WORK INSTRUCTIONS: Print the records below line for line, omitting the pictures.

Dataset records:

● ● ● ● ●

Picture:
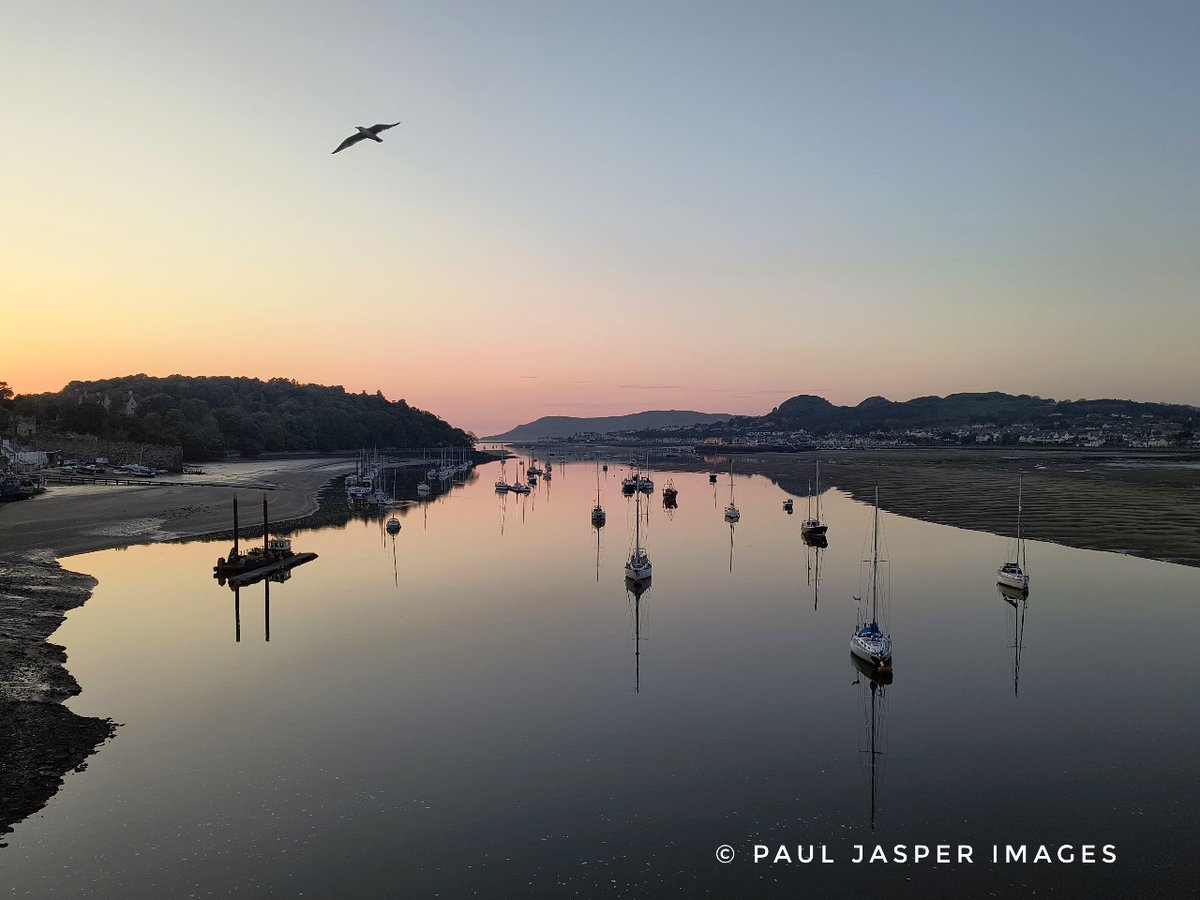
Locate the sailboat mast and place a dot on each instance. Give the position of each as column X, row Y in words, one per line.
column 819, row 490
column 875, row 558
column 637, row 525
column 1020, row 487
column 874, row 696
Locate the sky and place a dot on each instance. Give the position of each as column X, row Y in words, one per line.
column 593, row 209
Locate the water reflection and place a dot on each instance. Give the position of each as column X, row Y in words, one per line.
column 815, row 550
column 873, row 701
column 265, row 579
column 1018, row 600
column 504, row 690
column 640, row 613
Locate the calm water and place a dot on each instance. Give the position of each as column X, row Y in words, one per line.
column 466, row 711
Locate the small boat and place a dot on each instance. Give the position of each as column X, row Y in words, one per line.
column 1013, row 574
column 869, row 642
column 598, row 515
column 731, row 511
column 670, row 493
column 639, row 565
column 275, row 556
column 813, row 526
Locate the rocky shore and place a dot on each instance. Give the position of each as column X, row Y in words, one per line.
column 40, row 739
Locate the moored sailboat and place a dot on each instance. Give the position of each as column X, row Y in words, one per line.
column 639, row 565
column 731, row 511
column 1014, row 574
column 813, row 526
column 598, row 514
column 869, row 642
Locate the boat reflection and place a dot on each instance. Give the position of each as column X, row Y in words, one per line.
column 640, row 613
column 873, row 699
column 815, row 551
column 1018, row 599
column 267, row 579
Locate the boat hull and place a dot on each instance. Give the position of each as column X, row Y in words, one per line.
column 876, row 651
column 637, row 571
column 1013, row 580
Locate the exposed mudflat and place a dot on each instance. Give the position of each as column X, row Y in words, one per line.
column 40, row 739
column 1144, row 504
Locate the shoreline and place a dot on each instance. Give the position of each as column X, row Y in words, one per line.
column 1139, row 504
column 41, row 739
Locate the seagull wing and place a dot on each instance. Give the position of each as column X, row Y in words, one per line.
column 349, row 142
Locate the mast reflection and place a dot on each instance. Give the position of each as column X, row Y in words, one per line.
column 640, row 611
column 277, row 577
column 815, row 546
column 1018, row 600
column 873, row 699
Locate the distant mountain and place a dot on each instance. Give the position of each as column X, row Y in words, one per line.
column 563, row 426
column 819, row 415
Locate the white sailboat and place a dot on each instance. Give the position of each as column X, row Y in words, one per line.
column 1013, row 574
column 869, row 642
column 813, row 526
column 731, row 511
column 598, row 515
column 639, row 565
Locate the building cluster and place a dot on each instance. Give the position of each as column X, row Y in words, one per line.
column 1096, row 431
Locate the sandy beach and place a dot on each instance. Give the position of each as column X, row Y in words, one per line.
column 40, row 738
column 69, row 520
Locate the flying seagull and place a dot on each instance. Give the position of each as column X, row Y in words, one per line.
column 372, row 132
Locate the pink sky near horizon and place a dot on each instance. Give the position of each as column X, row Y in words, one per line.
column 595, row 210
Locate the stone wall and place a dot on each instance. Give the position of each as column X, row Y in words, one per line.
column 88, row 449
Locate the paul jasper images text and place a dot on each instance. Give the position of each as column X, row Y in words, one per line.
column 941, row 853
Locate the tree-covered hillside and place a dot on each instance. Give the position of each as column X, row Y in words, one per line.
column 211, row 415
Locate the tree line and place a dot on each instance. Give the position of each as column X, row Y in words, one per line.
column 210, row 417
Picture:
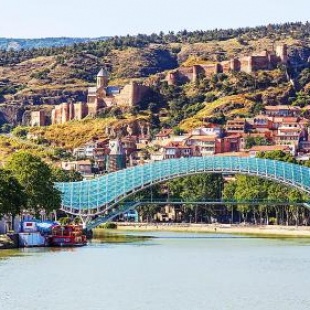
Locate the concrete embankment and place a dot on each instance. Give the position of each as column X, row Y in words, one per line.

● ● ● ● ●

TASK ANSWER:
Picture:
Locate the sailboat mast and place a dot on each instance. Give the position of each as column X, row Y in words, one per line.
column 819, row 490
column 875, row 558
column 637, row 525
column 1020, row 487
column 874, row 696
Locate the sky and place a dot on each instance. Give the position of each as column X, row Y in words, one per line.
column 593, row 209
Locate the water reflection and place a dot on each instance. Give the position of each as column X, row Y in words, one per line.
column 815, row 550
column 873, row 701
column 265, row 579
column 1018, row 600
column 504, row 690
column 640, row 613
Locate the calm water and place a dot on each instance. Give the position of each as column X, row Y in words, one per line.
column 466, row 711
Locate the small boat and place a dot on each instance. Give the position of each as column X, row Y in words, one per line.
column 1013, row 574
column 869, row 642
column 598, row 515
column 731, row 511
column 670, row 493
column 639, row 565
column 275, row 556
column 813, row 526
Locate the rocky shore and place a dot on each instance. Give the position of each as column X, row Y in words, one per line.
column 40, row 739
Locate the moored sailboat and place a dot on each instance. Give the position of each as column X, row Y in words, one per line.
column 639, row 565
column 731, row 511
column 1014, row 574
column 813, row 526
column 598, row 514
column 869, row 642
Locate the boat reflection and place a dot on each instance. Give the position of each as column X, row Y in words, one per line.
column 640, row 613
column 873, row 699
column 815, row 551
column 1018, row 599
column 267, row 579
Locate the boat hull and place a dot on each instance. Give the position of each as column X, row Y in words, one per line.
column 876, row 651
column 637, row 571
column 1013, row 580
Locate the exposed mudflat and place a dot on each instance. Give the position of each as column X, row Y in words, one per line.
column 40, row 739
column 1144, row 504
Locate the shoreline and place a dot on each instance. Give the position of each as column X, row Y in words, one per line.
column 1139, row 504
column 41, row 739
Locate the seagull wing and place a dot on each instance. Give the position of each as column X, row Y in words, one per line.
column 349, row 142
Locate the mast reflection and place a dot on each instance. Give the position of each as column X, row Y in words, one per line.
column 640, row 611
column 277, row 577
column 815, row 546
column 1018, row 600
column 873, row 699
Locate the distant mountain and place a dot on each instance. Give the position of each as column X, row Y in words, one per line.
column 563, row 426
column 819, row 415
Locate the white sailboat and place a dot on each instance. Give the position of each as column X, row Y in words, one per line.
column 1013, row 574
column 869, row 642
column 813, row 526
column 731, row 511
column 598, row 515
column 639, row 565
Locate the building cluster and place a dot on each instance. Give the position of each as column X, row Y in words, one per line.
column 1096, row 431
Locate the sandy beach and place a dot on each instance. Give the position of each as column X, row Y in words, one per line.
column 40, row 738
column 69, row 520
Locate the flying seagull and place a dot on each instance. Give the position of each as column X, row Y in words, one per line.
column 372, row 132
Locate the pink sky near horizon and place a dot on each instance. Give the position of each as column X, row Y in words, one per line.
column 595, row 210
Locate the stone wall and place a dot on each instance. Give the position of each as column X, row Y in words, one per line.
column 88, row 449
Locate the paul jasper images text and place a dot on each instance. Give the position of each as column X, row Y in words, one per line.
column 941, row 853
Locate the tree-covered hillside and place a dot on each instance. Give the position of each as column X, row Y in words, one per line.
column 211, row 415
Locate the tree line and place a dot on each instance. Give the position of each as column X, row Y in words, one per line.
column 210, row 417
Picture:
Locate the concrete embankment and place a dot on each instance. Give the position of each as column X, row Y in words, one per line.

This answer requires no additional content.